> **Action item**: Restate the data below word for word, keeping each line intact.

Saved entries
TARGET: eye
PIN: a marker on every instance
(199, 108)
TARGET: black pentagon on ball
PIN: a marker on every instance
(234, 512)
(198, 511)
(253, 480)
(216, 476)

> **Result of this exercise**:
TARGET: eye
PIN: a marker on every instance
(199, 108)
TARGET: black pentagon on ball
PIN: a marker on every instance
(234, 512)
(198, 511)
(253, 480)
(216, 476)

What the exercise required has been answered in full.